DATA SHOWN:
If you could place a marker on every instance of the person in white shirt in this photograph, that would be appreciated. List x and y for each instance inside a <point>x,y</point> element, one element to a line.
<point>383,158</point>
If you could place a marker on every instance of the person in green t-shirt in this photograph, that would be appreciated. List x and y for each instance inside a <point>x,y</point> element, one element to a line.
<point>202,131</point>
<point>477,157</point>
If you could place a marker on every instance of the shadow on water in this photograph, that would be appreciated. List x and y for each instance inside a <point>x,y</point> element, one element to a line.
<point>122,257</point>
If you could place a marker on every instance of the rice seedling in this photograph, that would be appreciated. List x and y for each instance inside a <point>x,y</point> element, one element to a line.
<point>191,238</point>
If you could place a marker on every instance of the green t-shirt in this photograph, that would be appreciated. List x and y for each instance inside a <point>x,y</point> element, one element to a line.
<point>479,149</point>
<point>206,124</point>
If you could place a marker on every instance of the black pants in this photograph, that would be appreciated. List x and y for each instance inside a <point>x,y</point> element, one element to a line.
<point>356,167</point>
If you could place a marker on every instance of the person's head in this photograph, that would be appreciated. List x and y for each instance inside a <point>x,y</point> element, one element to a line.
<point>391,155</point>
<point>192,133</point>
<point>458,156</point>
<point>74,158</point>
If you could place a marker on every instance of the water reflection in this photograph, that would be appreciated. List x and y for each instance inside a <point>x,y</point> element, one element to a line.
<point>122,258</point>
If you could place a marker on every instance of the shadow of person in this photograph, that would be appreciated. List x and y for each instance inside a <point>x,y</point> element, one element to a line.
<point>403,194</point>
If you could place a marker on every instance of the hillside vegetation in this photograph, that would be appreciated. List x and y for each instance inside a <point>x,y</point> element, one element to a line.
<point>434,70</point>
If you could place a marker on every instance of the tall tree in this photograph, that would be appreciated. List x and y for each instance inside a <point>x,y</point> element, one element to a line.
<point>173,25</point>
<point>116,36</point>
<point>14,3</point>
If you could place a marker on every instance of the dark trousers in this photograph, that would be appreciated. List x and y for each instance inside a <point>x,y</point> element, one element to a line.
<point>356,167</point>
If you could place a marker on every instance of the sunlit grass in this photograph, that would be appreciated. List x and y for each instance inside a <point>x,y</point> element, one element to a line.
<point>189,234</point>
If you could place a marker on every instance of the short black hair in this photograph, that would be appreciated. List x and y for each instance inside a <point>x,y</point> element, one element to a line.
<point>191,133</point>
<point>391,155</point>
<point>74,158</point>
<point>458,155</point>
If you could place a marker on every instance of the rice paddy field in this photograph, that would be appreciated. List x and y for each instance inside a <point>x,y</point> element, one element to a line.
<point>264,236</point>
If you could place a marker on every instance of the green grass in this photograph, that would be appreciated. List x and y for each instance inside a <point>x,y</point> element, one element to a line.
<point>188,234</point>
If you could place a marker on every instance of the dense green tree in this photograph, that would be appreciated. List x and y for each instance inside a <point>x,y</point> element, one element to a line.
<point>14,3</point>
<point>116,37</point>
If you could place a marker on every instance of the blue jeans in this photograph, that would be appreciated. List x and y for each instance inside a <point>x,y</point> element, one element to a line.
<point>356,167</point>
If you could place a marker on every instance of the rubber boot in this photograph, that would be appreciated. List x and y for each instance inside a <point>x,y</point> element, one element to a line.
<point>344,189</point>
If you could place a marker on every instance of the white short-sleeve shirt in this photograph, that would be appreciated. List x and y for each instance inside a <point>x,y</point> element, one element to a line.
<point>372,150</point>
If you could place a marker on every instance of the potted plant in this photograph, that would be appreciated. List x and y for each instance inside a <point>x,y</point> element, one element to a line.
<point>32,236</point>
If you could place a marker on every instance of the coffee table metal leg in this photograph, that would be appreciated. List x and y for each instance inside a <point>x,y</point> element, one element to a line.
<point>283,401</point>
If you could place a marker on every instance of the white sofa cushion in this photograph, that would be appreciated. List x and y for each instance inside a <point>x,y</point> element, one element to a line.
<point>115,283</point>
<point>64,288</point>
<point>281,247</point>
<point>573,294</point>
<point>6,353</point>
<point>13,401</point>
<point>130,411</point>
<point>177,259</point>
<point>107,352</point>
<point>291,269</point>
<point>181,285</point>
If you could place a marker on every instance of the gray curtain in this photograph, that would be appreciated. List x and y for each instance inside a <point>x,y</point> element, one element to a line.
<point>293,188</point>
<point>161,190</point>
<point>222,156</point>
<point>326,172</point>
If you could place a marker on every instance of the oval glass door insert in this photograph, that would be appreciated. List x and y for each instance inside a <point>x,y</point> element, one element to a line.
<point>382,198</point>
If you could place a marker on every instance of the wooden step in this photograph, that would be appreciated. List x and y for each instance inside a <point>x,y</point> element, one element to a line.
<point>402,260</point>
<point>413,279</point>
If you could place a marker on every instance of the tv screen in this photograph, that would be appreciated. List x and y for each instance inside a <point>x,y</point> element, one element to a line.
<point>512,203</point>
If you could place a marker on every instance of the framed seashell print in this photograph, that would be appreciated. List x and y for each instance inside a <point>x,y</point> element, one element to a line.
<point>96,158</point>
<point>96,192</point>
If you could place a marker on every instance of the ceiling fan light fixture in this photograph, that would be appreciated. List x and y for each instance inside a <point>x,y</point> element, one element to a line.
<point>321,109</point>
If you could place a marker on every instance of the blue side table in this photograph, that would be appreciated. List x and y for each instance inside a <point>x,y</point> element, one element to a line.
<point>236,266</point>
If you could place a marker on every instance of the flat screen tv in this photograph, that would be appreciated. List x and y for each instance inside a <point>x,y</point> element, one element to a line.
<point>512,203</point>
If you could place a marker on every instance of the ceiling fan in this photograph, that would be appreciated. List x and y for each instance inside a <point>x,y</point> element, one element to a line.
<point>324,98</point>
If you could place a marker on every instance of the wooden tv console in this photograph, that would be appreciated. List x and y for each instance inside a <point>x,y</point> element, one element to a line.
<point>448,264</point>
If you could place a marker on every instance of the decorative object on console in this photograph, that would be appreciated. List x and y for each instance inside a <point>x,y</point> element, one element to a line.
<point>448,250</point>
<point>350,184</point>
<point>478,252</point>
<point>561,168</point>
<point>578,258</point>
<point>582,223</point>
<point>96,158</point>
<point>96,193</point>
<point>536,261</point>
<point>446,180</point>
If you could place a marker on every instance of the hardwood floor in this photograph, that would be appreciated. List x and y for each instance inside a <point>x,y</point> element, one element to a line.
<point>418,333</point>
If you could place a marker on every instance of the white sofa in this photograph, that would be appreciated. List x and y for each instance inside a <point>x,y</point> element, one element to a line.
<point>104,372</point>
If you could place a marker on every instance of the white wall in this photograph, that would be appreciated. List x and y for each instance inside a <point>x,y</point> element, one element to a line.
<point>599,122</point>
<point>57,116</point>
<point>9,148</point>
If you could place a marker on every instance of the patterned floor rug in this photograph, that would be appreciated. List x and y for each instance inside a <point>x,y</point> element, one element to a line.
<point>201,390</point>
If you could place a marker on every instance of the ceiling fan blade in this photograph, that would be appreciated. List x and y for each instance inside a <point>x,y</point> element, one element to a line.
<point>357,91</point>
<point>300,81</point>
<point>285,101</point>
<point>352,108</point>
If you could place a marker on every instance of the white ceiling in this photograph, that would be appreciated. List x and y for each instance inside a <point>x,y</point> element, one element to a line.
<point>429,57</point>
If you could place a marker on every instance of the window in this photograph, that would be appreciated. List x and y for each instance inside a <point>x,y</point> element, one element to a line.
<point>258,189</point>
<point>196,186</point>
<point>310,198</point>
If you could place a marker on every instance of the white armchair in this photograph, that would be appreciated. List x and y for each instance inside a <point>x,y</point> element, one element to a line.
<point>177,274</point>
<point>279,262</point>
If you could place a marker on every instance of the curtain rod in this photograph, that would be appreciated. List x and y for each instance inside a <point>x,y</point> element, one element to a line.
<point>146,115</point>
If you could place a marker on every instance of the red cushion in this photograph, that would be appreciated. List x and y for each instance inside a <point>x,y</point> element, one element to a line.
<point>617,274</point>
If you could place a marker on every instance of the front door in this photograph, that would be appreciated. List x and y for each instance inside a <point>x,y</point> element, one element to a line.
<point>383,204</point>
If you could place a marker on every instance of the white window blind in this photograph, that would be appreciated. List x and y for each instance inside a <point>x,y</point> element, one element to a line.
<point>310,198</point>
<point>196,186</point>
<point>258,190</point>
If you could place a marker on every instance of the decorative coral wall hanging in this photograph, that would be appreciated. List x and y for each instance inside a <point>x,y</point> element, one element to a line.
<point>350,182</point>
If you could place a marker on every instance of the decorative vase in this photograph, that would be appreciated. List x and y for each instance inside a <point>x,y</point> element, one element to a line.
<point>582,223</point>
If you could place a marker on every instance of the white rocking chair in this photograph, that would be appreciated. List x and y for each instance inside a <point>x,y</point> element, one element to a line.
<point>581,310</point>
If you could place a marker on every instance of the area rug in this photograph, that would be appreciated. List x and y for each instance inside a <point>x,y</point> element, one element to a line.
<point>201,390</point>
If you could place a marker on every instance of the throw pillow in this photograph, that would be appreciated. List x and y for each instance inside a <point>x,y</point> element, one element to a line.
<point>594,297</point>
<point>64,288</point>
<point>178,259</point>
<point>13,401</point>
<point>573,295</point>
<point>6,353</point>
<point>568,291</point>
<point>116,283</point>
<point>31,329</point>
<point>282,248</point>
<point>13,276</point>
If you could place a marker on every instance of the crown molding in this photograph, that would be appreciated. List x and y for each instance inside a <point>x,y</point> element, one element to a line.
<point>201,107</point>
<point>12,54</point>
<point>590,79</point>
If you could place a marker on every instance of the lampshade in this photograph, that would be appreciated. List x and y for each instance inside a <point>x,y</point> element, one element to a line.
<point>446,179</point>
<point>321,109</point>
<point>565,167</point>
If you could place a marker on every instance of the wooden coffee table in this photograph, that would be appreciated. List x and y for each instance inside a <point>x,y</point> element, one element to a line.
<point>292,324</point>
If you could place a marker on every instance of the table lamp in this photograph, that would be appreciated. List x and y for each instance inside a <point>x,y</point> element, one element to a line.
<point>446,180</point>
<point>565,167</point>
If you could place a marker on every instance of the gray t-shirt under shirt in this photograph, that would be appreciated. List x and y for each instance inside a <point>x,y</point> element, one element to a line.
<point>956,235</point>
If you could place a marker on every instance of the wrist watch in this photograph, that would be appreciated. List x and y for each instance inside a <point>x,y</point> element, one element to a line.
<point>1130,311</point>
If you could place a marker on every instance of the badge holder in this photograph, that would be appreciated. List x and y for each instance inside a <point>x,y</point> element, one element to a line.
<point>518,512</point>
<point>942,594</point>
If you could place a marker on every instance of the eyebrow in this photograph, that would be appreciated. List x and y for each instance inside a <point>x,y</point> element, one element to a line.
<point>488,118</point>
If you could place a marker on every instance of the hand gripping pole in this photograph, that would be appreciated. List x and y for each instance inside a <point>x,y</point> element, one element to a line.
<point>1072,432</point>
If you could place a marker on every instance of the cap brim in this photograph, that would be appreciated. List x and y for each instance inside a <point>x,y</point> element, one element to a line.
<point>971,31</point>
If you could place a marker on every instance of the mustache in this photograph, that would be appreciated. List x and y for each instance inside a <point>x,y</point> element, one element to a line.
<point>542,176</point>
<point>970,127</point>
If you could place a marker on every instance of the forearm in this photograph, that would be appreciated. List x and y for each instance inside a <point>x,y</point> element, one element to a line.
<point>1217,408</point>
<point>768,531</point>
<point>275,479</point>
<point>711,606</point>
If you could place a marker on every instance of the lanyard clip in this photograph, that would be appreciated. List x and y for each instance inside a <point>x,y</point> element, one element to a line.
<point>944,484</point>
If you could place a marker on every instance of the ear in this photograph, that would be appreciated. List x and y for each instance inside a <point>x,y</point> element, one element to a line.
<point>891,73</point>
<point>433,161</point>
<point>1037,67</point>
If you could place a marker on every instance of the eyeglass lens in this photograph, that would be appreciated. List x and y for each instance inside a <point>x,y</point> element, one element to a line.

YOUR OBJECTIVE:
Rewrite the rows from the first one through the line containing "<point>477,157</point>", both ends included, changing "white shirt" to "gray shirt" and leaving everything else as it is.

ANSWER TO THIS TASK:
If you could place a marker on every instance of the person in gray shirt in this photograph, that would be appreciated. List x and y for each instance inside a <point>x,y</point> element, one element to a line.
<point>383,158</point>
If you could place a marker on every instance of the person in green t-shirt in this photograph, that would be appreciated. List x and y for each instance inside a <point>x,y</point> element, one element to a line.
<point>202,131</point>
<point>477,157</point>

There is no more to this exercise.